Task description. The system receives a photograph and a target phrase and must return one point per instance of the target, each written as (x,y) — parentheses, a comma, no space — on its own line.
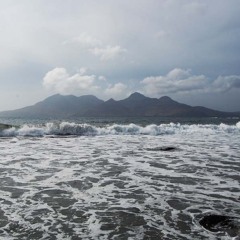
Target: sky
(188,50)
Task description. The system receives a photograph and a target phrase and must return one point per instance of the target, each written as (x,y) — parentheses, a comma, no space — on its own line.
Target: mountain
(59,106)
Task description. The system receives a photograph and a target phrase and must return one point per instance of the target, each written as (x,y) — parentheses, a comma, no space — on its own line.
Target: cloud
(183,81)
(85,40)
(117,90)
(59,80)
(108,53)
(226,83)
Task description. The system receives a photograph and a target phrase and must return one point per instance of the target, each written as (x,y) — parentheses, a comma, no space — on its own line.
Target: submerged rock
(221,223)
(4,126)
(164,149)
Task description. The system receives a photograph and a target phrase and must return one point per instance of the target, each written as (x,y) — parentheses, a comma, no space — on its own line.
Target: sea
(120,178)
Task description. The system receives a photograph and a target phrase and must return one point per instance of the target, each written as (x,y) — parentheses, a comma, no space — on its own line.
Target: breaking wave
(67,128)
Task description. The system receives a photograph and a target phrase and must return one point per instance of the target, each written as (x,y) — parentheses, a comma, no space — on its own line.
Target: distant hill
(59,106)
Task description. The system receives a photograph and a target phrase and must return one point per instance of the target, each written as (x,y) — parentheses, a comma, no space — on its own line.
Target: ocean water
(146,178)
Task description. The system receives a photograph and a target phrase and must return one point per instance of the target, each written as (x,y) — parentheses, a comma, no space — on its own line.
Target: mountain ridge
(67,106)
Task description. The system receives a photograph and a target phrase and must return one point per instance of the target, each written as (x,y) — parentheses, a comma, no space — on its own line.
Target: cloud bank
(183,81)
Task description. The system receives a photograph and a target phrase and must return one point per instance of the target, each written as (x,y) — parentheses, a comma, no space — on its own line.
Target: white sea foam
(67,128)
(119,184)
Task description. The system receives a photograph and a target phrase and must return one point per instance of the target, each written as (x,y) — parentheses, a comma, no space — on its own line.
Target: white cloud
(85,40)
(108,53)
(177,80)
(183,81)
(59,80)
(117,90)
(226,83)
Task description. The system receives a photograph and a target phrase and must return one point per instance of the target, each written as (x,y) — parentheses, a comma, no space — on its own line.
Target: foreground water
(96,180)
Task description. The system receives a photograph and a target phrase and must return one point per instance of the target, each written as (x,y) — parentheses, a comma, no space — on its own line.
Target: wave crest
(67,128)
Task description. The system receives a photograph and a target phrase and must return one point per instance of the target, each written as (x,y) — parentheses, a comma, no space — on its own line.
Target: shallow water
(118,182)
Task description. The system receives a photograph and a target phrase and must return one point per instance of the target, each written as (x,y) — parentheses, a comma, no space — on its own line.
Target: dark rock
(163,149)
(221,223)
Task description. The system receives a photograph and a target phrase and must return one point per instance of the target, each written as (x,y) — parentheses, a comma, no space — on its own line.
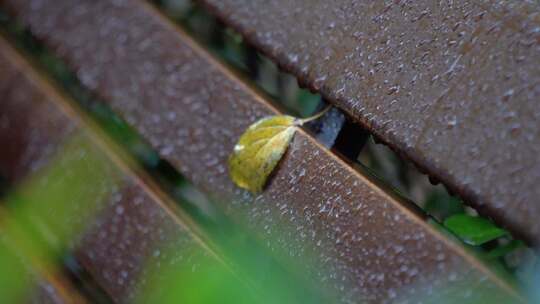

——

• [Work request] When you copy the data, keep every line exact and drop the pictures.

• [Response for this exercise]
Task description. The system receives a photograph and a target phrase and must return one point per instance of the target, each written as (x,y) — parentheses, a comma, no space — on its own line.
Target: sky
(188,50)
Task description. The system receives a photograph and a target phrase and must return one point per instance of the target, each written as (x,y) — parentheses, a comma, no space — on its own line.
Target: mountain
(59,106)
Task description. The system receives a photograph and a target phrase and must return one point per instance of the target, each written as (x,y) — parentheses, a comma, no space — on its own line.
Target: cloud
(183,81)
(85,40)
(117,90)
(59,80)
(108,53)
(226,83)
Task description. The system receives a photograph and a target phrase and must return one point per instance of the target, each written as (x,y) — parentheses, a comma, no space — on its own line.
Target: submerged rock
(221,223)
(4,126)
(164,149)
Task description. The system receives a photograph and a target phrase and must return one point per instance of the target, each written as (x,y) — parentheses, a comma, no space — on its own line.
Target: sea
(120,178)
Task description. The system receives a photograph and a target phrase and must return one point per instance of the target, each written as (x,y) — parentheses, a comma, no space — on its own line.
Target: breaking wave
(67,128)
Task description. The system receives a photograph and a target phrase and must return one point per instance of the target, each written as (x,y) — parentheses, a comma, no space — on its own line.
Target: distant hill
(59,106)
Task description. The system receives a photograph and a target phrase and must return one point per instance of the target, each written as (x,y) — parentheses, a comma, no space — on its own line.
Target: ocean water
(146,178)
Task description. The system receives a photograph and a target phrase and must return one point per instance of the target, each written as (x,y) — parentheses, a comma, no space — on its own line.
Target: mountain ridge
(67,106)
Task description. The system receives a photograph and a target phrase and must return one point per instance of the target, each written as (x,y) — parentheses, a comma, no space — on its own line.
Target: cloud bank
(183,81)
Task description. The system receives a photograph and a target phrase and must return one point per instance of the target, each written as (x,y) — parentheses, a comma, no space — on its own line.
Target: white sea foam
(67,128)
(119,184)
Task description. The system receives a photograph and a target phrase and must return one point per instance of the target, each written as (x,y) — parentheses, a comma, no space — on its own line.
Target: white cloud
(85,40)
(108,53)
(177,80)
(183,81)
(59,80)
(117,90)
(226,83)
Task description. The system receives a photograph and a target phrase and must return one point per instance of the target, each written as (x,y) — parentheses, a comma, no space — on its own line.
Target: foreground water
(96,180)
Task description. The system receives a photograph and a target phrase and must return one point per instance of the target, each written as (x,y) — parentheses, a comma, no space — on its own line.
Target: wave crest
(67,128)
Task description. The system receives a photograph and a target phrase and must return one point per instance of the target, each written as (x,y) — parentheses, a comma, no space — on its own line.
Target: shallow water
(118,182)
Task description. The system receives a photograph and a target phrase and must return one point per instance of the target, each written as (x,y) — parentheses, a comma, no space — on its own line.
Target: dark rock
(163,149)
(221,223)
Task description. The system receives a photograph and a target phrase and must return one point per instance of the target, each written as (x,y) — parentheses, a comma, no space — on its own line.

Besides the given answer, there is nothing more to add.